* **INFORMATION PROVIDED**:

## START

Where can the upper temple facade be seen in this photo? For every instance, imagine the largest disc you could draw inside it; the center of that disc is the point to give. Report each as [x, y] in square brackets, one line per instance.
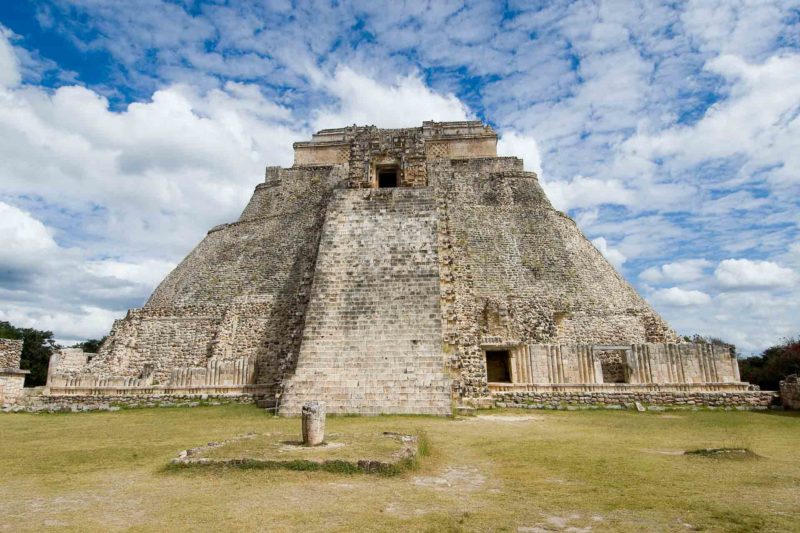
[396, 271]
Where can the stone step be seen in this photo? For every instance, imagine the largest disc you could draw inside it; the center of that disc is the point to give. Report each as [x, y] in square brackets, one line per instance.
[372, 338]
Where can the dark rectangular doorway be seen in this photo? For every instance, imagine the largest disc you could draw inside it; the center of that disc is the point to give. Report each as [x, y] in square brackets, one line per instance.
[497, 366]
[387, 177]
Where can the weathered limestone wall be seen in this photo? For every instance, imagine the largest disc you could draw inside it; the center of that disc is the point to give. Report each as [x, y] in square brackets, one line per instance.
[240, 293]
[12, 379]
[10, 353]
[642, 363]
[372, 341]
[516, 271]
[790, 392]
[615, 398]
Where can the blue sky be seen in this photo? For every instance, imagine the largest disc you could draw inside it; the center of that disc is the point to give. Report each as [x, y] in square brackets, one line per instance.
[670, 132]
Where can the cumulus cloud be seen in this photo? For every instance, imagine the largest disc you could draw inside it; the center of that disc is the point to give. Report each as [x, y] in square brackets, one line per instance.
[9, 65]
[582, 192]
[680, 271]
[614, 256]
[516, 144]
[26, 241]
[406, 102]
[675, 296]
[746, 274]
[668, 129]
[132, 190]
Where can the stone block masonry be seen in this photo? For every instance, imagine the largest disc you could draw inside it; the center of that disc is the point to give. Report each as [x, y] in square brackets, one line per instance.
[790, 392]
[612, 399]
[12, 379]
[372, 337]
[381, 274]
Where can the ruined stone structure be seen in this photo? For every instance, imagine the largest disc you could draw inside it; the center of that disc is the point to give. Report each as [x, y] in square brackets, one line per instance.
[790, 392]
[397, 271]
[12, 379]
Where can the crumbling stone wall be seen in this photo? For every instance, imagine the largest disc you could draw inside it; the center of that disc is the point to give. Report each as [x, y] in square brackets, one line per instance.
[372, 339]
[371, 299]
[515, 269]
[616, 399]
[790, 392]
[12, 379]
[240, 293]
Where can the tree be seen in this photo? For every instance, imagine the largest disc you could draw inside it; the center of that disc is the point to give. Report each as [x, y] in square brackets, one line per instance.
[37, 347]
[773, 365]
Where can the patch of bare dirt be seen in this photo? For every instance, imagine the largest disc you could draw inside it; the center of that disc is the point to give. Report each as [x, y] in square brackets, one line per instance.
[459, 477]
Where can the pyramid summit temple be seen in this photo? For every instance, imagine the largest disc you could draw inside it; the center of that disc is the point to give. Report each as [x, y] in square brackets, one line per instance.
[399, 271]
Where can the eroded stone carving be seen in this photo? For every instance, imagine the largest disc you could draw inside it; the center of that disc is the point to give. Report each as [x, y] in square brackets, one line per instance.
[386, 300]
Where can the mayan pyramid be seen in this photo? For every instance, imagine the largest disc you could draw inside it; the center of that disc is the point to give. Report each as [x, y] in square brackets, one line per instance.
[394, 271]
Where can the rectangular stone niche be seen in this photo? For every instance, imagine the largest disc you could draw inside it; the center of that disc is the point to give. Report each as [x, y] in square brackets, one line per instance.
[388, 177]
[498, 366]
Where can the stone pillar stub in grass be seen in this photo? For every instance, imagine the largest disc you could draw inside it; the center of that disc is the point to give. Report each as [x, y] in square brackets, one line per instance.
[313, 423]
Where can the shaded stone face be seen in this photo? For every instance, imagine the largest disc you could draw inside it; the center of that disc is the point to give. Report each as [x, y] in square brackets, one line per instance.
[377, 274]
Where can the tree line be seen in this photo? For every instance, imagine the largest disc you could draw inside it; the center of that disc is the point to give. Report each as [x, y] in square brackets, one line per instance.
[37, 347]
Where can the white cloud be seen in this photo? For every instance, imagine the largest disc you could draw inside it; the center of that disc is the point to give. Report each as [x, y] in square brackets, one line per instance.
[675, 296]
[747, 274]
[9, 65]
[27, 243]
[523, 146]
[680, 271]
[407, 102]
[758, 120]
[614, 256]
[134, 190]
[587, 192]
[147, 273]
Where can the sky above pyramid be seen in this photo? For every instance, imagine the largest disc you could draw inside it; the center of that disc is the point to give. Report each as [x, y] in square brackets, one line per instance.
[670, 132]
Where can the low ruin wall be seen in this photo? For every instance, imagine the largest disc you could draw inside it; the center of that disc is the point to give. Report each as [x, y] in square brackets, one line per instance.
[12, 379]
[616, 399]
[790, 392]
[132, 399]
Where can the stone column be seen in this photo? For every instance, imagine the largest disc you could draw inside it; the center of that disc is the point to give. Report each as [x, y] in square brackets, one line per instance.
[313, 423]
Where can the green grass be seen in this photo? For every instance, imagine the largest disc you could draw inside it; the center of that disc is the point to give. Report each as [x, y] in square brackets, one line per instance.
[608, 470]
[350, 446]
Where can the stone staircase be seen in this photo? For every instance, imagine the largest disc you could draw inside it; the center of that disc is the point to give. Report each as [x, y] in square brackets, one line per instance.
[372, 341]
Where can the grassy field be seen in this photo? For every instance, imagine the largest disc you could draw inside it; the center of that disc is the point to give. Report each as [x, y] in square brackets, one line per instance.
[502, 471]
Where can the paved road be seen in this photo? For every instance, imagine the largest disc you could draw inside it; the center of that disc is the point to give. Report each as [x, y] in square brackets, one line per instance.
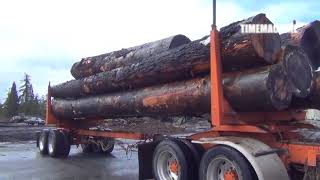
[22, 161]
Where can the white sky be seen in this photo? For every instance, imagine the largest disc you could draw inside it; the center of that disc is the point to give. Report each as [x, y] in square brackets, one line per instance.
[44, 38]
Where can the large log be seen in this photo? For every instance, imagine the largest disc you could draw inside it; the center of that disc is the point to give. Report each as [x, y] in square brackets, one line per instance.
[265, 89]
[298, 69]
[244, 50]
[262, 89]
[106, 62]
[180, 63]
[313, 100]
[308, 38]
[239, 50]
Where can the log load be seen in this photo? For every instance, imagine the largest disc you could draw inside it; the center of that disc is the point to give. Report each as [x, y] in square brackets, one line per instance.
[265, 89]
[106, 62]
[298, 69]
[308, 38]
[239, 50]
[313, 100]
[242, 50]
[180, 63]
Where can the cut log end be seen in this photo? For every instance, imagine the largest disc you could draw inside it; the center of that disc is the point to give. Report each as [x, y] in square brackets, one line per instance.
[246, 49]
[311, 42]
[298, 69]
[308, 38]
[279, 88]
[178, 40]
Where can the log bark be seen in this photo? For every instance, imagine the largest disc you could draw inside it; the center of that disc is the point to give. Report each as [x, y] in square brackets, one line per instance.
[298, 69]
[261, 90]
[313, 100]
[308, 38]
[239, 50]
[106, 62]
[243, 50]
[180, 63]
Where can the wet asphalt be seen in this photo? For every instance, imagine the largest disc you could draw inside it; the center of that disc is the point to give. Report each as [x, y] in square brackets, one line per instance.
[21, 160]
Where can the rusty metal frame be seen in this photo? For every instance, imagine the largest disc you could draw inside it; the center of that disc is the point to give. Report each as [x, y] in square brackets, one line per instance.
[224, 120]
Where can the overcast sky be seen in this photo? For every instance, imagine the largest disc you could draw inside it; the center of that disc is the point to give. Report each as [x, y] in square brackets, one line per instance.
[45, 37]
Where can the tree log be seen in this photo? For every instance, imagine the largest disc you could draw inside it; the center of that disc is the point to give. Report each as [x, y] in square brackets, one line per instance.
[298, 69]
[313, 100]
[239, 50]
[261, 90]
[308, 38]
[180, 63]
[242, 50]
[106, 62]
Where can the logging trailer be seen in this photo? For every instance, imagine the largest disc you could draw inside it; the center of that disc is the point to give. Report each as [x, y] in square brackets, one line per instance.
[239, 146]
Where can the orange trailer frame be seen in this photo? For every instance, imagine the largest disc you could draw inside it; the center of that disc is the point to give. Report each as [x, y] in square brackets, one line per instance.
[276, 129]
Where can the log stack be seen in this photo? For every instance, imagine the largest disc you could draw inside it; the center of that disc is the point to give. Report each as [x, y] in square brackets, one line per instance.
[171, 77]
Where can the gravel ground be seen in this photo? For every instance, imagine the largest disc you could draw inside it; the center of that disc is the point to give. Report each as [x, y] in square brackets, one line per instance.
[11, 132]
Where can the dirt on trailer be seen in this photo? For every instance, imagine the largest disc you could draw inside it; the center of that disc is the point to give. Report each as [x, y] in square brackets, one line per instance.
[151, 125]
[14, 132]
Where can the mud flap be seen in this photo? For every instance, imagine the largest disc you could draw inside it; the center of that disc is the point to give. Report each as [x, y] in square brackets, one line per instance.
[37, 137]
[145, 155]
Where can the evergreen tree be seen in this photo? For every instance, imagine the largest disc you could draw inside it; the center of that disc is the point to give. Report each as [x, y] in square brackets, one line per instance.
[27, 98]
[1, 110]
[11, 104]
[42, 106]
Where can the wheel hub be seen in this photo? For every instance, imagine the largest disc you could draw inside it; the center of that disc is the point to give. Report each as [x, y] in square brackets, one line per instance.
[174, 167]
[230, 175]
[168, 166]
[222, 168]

## END
## START

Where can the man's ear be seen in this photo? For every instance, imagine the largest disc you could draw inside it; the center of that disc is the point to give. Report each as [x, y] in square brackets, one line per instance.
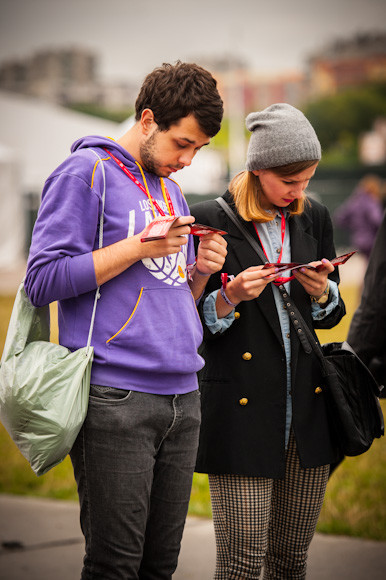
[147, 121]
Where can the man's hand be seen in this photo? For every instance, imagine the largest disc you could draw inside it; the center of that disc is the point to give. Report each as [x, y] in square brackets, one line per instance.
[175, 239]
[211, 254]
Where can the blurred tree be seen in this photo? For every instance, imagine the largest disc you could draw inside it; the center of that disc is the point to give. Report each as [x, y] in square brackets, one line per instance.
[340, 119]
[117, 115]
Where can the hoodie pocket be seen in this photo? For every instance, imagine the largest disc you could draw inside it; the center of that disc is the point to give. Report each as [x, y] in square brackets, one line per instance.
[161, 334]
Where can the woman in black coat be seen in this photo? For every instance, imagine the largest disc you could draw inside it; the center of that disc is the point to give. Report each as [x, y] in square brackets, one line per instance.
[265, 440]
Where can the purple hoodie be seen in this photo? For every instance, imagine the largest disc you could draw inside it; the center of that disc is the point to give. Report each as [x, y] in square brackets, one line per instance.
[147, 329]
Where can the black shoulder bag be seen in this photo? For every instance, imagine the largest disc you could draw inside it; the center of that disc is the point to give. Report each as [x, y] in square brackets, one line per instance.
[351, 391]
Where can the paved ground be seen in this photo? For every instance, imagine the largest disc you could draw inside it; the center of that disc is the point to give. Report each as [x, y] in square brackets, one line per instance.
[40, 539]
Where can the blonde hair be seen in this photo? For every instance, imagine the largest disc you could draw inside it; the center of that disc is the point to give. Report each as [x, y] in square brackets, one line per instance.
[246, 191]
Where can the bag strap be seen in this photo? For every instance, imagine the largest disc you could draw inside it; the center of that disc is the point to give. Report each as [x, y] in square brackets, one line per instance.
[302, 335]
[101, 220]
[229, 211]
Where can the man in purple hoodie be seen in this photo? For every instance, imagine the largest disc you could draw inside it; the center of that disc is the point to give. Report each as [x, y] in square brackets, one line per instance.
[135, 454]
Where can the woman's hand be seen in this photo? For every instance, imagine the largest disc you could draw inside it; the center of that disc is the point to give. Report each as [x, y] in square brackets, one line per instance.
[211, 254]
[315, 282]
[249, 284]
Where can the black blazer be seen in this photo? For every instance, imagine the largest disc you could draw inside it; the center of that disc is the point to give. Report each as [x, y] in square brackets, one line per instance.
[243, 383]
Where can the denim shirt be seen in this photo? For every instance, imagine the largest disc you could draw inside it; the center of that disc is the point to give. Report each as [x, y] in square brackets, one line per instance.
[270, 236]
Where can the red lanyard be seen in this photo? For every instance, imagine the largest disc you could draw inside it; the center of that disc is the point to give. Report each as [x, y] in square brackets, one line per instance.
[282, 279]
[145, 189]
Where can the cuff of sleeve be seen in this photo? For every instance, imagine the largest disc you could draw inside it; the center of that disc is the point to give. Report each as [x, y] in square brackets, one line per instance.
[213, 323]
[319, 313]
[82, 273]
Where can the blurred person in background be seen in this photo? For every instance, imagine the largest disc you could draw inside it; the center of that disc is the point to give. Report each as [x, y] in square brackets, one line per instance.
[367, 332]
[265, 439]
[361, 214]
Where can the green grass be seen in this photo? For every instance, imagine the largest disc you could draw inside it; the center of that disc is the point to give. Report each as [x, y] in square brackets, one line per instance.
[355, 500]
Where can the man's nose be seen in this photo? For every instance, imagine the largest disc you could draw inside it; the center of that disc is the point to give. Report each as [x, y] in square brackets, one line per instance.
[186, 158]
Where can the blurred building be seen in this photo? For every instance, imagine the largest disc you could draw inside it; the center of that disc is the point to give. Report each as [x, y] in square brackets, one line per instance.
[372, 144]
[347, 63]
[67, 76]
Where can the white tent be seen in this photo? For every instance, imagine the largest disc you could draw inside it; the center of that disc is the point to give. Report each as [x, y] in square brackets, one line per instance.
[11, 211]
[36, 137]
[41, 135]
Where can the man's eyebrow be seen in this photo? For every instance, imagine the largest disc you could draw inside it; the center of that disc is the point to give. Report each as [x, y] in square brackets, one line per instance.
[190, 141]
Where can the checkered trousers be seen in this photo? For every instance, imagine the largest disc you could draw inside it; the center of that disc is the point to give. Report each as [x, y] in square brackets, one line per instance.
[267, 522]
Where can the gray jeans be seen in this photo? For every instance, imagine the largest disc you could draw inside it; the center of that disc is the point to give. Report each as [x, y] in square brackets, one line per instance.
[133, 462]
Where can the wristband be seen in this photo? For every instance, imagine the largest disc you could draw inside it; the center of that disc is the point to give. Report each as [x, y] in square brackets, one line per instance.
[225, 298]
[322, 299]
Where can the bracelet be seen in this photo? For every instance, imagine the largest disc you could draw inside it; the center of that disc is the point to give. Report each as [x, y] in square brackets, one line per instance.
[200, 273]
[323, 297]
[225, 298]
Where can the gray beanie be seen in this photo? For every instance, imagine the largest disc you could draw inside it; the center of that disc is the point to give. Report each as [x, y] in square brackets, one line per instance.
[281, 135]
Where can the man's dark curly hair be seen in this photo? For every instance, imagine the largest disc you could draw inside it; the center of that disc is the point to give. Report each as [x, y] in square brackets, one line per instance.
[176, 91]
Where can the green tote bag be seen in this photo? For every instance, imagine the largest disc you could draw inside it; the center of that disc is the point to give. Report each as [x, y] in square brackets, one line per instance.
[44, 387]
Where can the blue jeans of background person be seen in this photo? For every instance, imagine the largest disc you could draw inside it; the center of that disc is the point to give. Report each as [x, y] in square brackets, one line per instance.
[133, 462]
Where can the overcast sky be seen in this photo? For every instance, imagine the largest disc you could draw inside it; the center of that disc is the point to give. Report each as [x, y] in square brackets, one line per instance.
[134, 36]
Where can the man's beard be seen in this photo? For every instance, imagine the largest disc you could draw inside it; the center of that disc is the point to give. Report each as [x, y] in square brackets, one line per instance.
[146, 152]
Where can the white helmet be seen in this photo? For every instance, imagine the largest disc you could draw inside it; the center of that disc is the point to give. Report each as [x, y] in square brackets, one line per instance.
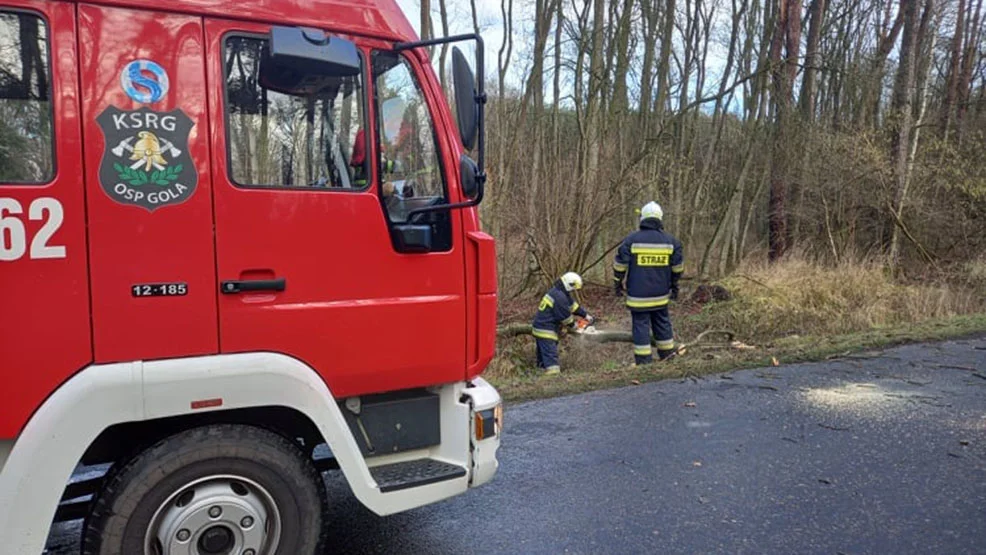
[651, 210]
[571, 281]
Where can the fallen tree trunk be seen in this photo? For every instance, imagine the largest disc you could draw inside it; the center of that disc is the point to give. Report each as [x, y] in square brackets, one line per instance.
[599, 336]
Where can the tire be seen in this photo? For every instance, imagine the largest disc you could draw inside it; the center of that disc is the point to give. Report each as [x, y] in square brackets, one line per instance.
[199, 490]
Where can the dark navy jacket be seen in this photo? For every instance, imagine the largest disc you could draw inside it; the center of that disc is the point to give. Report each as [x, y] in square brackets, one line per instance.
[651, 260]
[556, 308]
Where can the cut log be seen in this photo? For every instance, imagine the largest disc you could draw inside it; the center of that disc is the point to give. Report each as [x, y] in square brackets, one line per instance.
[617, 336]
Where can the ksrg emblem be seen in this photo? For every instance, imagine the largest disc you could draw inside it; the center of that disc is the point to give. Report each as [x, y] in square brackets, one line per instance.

## END
## START

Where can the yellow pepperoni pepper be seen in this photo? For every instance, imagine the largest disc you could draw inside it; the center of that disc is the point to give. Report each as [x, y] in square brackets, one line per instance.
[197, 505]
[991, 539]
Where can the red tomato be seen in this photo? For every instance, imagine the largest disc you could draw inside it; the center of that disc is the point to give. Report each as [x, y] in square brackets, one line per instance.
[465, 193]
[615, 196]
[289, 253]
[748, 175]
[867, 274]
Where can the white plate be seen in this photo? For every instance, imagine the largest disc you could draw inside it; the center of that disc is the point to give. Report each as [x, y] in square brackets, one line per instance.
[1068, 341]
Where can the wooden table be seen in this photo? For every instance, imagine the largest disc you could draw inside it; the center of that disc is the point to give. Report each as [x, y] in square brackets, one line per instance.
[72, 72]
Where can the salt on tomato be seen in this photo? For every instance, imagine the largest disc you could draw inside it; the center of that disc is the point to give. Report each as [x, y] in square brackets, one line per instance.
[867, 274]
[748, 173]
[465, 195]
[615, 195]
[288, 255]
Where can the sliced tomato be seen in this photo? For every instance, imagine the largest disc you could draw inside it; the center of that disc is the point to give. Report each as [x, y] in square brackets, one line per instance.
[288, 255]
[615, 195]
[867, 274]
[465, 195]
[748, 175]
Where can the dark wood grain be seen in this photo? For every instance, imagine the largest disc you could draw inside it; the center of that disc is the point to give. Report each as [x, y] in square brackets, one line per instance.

## END

Locate each line in the material above that contains the word "purple", and copy every such line in full.

* **THE SOLUTION**:
Where can the purple hoodie be seen in this photo? For every instance, imagine the largest disc you could draw inside it; the center of that disc is the point to give. Report each as [x, y] in square brackets, one line per instance.
Where can the man in purple hoodie be seen in this photo? For every instance, imagine the largest disc you could draw inside it; the center of that disc is the point to give. Report each as [x, y] in square brackets, one line per instance.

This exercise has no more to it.